• [WORK INSTRUCTION]:
Every record should be written out exactly, please.

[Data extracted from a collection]
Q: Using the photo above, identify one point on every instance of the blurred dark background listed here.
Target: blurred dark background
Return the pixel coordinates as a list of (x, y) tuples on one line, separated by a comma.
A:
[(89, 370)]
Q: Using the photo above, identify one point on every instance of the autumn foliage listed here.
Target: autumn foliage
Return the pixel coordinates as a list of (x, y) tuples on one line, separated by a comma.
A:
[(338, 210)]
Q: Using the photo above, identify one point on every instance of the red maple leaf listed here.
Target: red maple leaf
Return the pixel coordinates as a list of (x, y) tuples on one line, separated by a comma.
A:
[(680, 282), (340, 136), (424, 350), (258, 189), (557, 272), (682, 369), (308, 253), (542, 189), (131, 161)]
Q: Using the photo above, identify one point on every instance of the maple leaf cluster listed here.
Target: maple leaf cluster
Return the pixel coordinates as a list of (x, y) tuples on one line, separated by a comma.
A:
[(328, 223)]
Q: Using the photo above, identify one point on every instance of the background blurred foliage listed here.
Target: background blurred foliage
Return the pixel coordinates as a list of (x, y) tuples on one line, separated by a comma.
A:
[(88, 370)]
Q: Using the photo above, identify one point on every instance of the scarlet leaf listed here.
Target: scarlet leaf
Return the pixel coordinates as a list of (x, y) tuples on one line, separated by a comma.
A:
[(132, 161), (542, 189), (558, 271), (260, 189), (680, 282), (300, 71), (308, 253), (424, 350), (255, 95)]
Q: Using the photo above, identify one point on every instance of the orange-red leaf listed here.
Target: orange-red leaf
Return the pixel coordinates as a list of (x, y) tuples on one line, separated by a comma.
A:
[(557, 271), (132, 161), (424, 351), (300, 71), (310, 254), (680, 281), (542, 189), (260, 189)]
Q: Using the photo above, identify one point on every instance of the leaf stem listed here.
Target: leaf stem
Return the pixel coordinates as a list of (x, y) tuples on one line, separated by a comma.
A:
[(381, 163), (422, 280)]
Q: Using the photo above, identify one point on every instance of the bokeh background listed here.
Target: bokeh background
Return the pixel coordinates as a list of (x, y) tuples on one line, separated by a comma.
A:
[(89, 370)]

• [OUTPUT OF THE TASK]:
Q: Using the photo above, identify one point on every instance of the blurred dark background listed here.
Target: blurred dark background
Return the pixel coordinates as a list of (x, y) tuples on one line, separated by a comma.
A:
[(89, 370)]
Q: Using the photo above, identify one point on every instance of the autumn foliage listed here.
Target: autumn foliage
Return the pixel coordinates as a list of (x, y) tuples on one line, separated by a comma.
A:
[(338, 210)]
Q: Using the photo above, identify one point on every instance of the red maple leaf listed here.
Target: red maple leaf
Return the pixel coordinates as a list of (x, y) tuples on one line, separated by a comma.
A:
[(680, 282), (340, 136), (424, 350), (258, 189), (557, 272), (682, 369), (308, 253), (542, 189), (131, 161)]
Q: Using the photo above, identify one point on every instance of the maple leaf cluster listed here.
Target: maple leaf cluster
Return the pixel coordinates as a list of (x, y) tuples on one line, separated by a comma.
A:
[(328, 223)]
Q: Using the photo above, identify one point on every instance of the background blurred foliage listed here.
Target: background blurred foliage
Return the pixel coordinates as a list of (x, y) tuples on one line, separated by a comma.
A:
[(88, 370)]
Q: Using the photo above, identify one point on every instance of the scarlet leaf listed here.
Target: scarlet leaf
Return the pixel coordinates as a list of (x, y) tuples on one line, separated by a comma.
A:
[(132, 161), (542, 189), (558, 271), (260, 189), (680, 282), (300, 71), (308, 253), (424, 350), (255, 95)]
Q: Using the photo above, identify one point on every instance of the orange-red leaf listed here.
Target: orange-red leaf
Return the pixel coordinates as a list of (x, y) tuples on one line, separated by a comma.
A:
[(557, 271), (132, 161), (424, 351), (300, 71), (310, 254), (680, 281), (542, 189), (260, 189)]
Q: Using the photo above, identify one point on every instance of the leaf stem listed here.
Target: leaf stem
Return the pixel coordinates as a list of (x, y) tuples on one line, separated by a comma.
A:
[(381, 163), (422, 280)]
Q: Using the photo above, identify one point on every instance of the bokeh background listed here.
Target: bokeh background
Return the pixel coordinates as a list of (x, y) tuples on one line, separated by a comma.
A:
[(89, 370)]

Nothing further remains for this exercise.